What to produce ▸ Transcribe exactly everything in the data below from the line containing "The service SHOULD locate every instance of the man holding" down to the line containing "The service SHOULD locate every instance of the man in light", both lines included and nothing further.

Task input ▸
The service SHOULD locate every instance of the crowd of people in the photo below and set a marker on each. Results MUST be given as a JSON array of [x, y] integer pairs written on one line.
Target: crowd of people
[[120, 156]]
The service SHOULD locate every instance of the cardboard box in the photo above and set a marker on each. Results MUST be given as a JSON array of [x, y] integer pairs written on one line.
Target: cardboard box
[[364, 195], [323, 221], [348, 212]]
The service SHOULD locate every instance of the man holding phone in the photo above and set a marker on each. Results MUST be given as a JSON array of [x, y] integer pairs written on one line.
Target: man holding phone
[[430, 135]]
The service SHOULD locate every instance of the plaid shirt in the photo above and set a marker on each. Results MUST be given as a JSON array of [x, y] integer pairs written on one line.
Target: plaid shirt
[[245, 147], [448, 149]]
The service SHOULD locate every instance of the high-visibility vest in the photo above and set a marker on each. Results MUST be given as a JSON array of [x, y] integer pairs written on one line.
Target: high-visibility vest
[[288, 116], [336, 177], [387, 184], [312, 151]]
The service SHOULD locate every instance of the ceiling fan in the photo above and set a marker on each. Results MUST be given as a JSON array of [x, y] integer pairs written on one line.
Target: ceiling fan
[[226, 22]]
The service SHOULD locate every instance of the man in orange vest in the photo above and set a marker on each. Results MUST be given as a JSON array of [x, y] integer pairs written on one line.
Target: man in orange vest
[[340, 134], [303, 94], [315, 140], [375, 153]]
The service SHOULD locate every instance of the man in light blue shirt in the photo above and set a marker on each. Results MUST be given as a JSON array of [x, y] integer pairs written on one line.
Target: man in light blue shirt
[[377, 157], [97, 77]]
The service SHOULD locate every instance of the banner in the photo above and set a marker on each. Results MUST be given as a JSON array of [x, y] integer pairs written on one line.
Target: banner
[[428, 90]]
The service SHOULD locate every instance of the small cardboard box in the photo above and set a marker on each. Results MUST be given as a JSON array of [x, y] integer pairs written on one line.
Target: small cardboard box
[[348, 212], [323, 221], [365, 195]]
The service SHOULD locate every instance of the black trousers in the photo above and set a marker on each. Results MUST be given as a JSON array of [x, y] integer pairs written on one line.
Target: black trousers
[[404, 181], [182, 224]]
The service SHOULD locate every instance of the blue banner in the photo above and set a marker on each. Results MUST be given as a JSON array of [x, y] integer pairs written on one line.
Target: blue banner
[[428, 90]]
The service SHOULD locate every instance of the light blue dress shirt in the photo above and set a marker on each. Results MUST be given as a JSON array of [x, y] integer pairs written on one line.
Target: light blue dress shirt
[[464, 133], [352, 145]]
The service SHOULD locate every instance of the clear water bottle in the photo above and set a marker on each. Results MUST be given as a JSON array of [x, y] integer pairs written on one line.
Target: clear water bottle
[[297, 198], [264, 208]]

==

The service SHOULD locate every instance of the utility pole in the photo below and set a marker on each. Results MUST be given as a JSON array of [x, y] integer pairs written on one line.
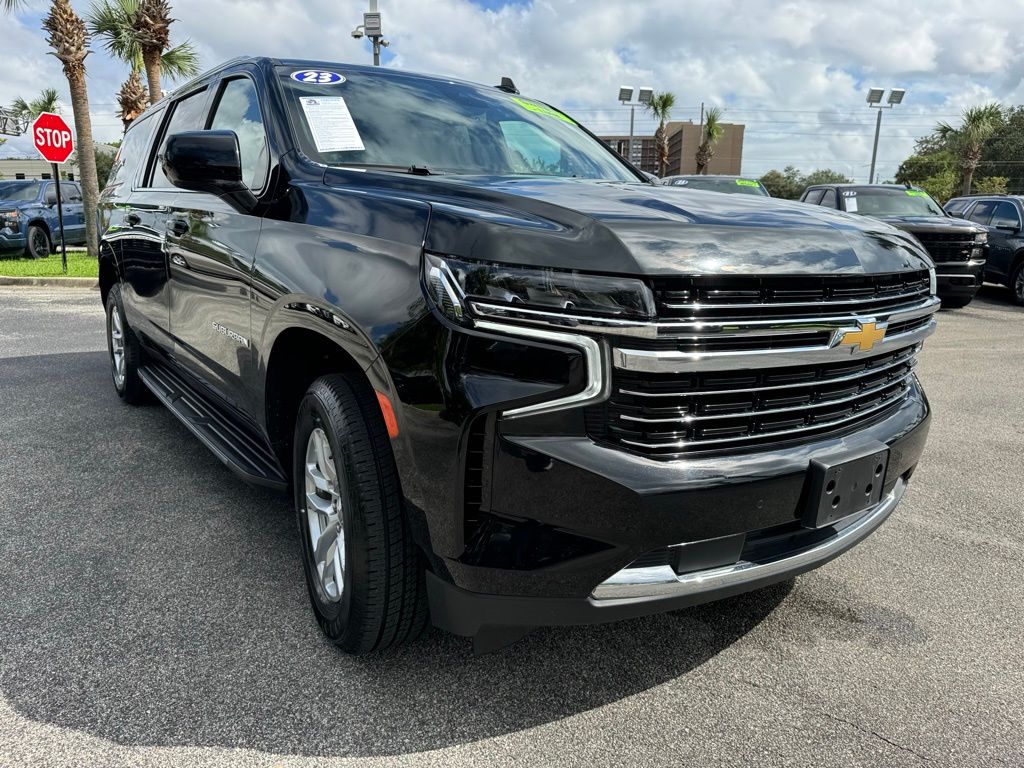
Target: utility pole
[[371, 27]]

Solution to the problem ▸
The service SHOULD locate every instance of the man holding phone in the photo above and set a marker on each. Results MUST be given as a JSON array of [x, y] integer pairs written on one line.
Target: man holding phone
[[430, 135]]
The service SHOULD locate every instance of the plaid shirt in the photo above and set a marker on each. Results MUST be given as a JSON array of [x, y] integer pairs written on one line.
Target: plaid shirt
[[245, 147], [448, 149]]
The service SHOULD locate every instance of the high-visibility vest in the photo above and set a marker on each. Results MUST be given as a JSON array of [x, y] integer pairs written on one line.
Target: high-visibility vest
[[288, 116], [336, 177], [387, 184], [312, 151]]
The service SHOULD locate every instance of the ceiling fan in the photo above and set a marker on each. Results MUST be given as a JSON array of [x, y] integer pairs written on one line.
Target: ceiling fan
[[226, 22]]
The service SHOULD locate every instance of the man in orange vest in the photo above and set a marker on each. Results MUST be given as a JSON array of [x, y] integer pairs written on one line.
Target: man in orange vest
[[340, 134], [303, 94], [315, 140], [375, 153]]
The service SHOULD locate every instance of the man in light blue shirt in the photo above and set a marker on each. Results MUST be given as a JSON array of [x, y] integer pairs written on one line.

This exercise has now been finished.